EXERCISE: Each line from the one containing "Pressing-analysis tagging request: spot the newel" through the end of the records below must be repeated exactly, and no other line.

Entries taken from a collection:
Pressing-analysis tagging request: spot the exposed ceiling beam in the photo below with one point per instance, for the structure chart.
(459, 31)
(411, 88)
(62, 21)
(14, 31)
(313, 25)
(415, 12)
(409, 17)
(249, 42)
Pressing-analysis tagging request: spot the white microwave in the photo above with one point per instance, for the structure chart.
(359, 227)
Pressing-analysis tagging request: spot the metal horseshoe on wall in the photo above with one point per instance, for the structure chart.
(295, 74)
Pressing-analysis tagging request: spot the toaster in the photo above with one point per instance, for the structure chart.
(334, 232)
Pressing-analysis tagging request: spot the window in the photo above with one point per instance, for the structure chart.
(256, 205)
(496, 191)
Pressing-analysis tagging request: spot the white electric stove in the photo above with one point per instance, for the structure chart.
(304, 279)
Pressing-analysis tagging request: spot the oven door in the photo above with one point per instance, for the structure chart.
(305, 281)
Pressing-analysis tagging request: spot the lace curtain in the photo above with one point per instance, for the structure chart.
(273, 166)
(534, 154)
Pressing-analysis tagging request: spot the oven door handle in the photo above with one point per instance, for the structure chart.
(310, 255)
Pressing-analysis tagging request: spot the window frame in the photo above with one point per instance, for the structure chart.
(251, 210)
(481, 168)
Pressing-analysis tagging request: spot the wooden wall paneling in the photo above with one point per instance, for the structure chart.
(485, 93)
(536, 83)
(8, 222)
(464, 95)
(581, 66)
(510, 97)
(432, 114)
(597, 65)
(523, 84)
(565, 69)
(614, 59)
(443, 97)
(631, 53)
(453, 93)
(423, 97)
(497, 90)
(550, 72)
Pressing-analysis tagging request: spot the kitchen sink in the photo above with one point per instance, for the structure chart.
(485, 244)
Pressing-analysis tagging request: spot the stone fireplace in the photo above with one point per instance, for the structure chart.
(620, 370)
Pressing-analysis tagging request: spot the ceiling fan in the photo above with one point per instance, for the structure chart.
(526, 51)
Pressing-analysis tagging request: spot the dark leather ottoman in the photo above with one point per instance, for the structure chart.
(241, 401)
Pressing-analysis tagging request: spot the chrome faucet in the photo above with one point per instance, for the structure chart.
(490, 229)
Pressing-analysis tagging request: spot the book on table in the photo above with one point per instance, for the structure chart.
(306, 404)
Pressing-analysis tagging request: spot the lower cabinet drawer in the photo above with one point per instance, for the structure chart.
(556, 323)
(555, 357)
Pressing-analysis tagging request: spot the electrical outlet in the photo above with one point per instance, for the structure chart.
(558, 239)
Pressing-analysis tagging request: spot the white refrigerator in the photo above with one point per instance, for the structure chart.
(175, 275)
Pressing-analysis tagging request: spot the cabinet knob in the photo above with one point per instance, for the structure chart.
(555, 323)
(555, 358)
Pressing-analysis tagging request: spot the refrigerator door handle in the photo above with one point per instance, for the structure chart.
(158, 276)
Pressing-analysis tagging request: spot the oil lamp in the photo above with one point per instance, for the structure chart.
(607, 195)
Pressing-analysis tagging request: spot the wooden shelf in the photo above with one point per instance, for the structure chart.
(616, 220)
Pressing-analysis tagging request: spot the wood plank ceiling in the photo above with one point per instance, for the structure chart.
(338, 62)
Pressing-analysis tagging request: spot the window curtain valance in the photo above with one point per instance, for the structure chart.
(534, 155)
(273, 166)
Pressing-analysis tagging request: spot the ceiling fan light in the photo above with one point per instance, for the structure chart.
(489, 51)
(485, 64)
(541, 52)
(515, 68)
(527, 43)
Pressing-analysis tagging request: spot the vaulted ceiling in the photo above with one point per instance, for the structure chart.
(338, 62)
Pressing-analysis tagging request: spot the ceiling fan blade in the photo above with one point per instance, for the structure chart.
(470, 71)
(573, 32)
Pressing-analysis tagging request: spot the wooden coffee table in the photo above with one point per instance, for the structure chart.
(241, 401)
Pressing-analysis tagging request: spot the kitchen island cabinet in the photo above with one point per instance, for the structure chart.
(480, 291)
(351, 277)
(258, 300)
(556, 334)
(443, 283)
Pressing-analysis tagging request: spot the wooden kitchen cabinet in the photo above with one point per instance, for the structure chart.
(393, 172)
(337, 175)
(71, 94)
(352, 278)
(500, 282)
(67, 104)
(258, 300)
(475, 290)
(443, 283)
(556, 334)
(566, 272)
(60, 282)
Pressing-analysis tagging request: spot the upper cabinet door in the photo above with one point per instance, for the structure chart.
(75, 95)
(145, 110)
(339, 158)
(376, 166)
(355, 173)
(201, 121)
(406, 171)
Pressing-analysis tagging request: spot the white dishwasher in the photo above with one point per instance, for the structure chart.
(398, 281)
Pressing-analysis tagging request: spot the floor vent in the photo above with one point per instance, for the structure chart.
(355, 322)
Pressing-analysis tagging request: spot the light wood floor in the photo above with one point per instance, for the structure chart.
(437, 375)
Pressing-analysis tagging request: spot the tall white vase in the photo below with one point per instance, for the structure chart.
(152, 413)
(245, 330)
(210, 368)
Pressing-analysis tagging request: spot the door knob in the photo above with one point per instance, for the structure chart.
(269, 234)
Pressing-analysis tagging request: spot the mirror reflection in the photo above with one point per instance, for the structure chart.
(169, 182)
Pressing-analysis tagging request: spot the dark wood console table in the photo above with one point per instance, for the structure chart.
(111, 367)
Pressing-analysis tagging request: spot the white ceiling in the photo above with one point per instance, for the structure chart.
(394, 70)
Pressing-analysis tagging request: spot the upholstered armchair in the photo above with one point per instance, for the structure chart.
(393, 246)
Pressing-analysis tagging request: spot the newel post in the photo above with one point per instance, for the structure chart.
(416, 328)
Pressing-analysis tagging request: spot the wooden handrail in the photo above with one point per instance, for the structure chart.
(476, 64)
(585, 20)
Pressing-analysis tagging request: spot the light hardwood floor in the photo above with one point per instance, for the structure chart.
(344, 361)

COMPLETED TASK:
Pressing-analysis tagging request: spot the newel post in the photo above with one point per instance, for the structure chart.
(416, 328)
Pressing-analysis tagging request: spot the wooden handrail in the photo above with one point per instance, for the structure chart.
(476, 64)
(585, 20)
Pressing-analysis tagging request: spot the light hardwood floor in the photo above with one point per instance, for the structure chart.
(344, 361)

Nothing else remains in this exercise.